*TO DO*:
Reproduce all entries precisely, down to the last character.

============

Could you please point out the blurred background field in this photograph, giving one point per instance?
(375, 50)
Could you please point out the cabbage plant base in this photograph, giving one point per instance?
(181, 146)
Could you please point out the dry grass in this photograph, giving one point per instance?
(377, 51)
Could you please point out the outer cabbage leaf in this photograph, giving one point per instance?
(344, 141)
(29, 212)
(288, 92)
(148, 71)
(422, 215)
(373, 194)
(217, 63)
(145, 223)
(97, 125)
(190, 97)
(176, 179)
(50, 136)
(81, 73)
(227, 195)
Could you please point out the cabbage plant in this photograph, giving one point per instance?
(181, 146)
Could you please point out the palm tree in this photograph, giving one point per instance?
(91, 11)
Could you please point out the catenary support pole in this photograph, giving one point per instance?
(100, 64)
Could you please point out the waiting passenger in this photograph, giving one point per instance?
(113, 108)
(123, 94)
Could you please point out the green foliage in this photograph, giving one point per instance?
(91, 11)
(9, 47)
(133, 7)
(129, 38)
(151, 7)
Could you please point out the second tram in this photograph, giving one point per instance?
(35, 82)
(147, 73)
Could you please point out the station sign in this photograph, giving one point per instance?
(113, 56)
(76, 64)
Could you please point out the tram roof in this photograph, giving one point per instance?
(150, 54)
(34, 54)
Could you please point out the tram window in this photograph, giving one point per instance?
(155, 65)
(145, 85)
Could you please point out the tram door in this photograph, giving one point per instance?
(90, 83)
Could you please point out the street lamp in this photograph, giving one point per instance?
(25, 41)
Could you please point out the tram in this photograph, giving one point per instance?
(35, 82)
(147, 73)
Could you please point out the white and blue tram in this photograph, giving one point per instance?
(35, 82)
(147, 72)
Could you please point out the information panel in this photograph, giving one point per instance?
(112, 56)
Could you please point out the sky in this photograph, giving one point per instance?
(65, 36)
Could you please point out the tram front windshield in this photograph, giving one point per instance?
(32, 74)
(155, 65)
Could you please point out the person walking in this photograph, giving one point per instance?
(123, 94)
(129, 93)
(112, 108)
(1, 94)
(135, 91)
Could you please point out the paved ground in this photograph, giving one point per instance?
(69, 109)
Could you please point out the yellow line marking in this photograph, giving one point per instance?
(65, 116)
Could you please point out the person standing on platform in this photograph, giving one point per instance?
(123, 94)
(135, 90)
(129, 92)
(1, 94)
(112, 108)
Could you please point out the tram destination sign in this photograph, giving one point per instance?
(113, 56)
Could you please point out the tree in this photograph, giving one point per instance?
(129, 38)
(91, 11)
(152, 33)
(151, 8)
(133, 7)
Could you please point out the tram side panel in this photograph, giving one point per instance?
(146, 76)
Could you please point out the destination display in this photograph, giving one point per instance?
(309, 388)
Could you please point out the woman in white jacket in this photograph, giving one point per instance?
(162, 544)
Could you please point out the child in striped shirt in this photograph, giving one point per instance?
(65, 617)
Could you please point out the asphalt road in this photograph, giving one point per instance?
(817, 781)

============

*TASK RESPONSE*:
Could you please point out the blurred background field in this photograph, giving one point per instance?
(375, 50)
Could you please point out the cabbage plant base in this photograph, giving one point per instance?
(181, 146)
Could you please point out the dry grass in this photograph, giving one point per instance?
(377, 51)
Could you please point out the outer cabbage leaf in this photograph, giving one point per instance?
(344, 141)
(29, 212)
(288, 92)
(148, 71)
(422, 215)
(373, 194)
(217, 63)
(145, 223)
(97, 125)
(190, 97)
(176, 179)
(50, 136)
(81, 73)
(227, 195)
Could you please point out the cabbage plant in this photograph, giving one point per instance?
(181, 146)
Could you please point out the palm tree in this photograph, giving one point per instance?
(91, 11)
Could you please point out the catenary support pole in this photograph, giving one point per instance?
(100, 64)
Could you please point out the waiting passenger in this photograph, giving one point per instance?
(113, 108)
(123, 94)
Could you please point out the green foliage in this photograph, giving one point per instance?
(91, 11)
(9, 47)
(133, 7)
(129, 38)
(151, 7)
Could you please point out the second tram in this photograph, giving one point per instance?
(35, 82)
(147, 73)
Could you please point out the station sign in this photograph, giving one point per instance?
(113, 56)
(76, 64)
Could you please point out the tram roof in this photograph, giving one point per instance?
(150, 54)
(34, 54)
Could you please point out the tram window in this photograph, giving one point per instance?
(155, 65)
(145, 85)
Could you please point out the tram door in this photograph, giving one point per instance?
(90, 83)
Could you please point out the street lamp in this photograph, giving one point per instance?
(25, 41)
Could you please point out the tram in this photograph, giving one point per instance?
(35, 82)
(147, 73)
Could you please point out the white and blue tram in this photograph, giving one point per instance?
(35, 82)
(147, 72)
Could you please point out the information panel in this photograph, giving one point per instance?
(112, 56)
Could you please point out the sky in this photograph, giving one point per instance?
(65, 36)
Could you please point out the tram front windshield in this photograph, giving one point per instance?
(32, 74)
(155, 65)
Could you please point out the person walking in this photograph, giving one point per instance?
(123, 94)
(129, 93)
(112, 108)
(1, 94)
(135, 91)
Could you please point out the paved ground in this photograph, giving one point per instance?
(69, 109)
Could you please point out the yellow line marking in this photograph, giving one point per instance?
(65, 116)
Could you please point out the person standing on platform in this photograph, giving one point per instance?
(123, 94)
(135, 90)
(129, 92)
(1, 94)
(112, 108)
Could you please point out the tram destination sign in this photograph, giving one point per instance?
(113, 56)
Could you please point out the tree in this photograph, giving one point per instance?
(129, 38)
(91, 11)
(152, 33)
(151, 8)
(133, 7)
Could you please point out the tram side panel in this photograph, giving one point per instance?
(146, 76)
Could you please point out the destination display in this photograph, giving one point per instance?
(309, 388)
Could you please point out the woman in white jacket in this photograph, giving one point per instance?
(162, 544)
Could you please point out the child in striped shirt in this photograph, giving one point per instance?
(65, 617)
Could you please point out the asphalt road in this photograph, giving one point per instance?
(817, 781)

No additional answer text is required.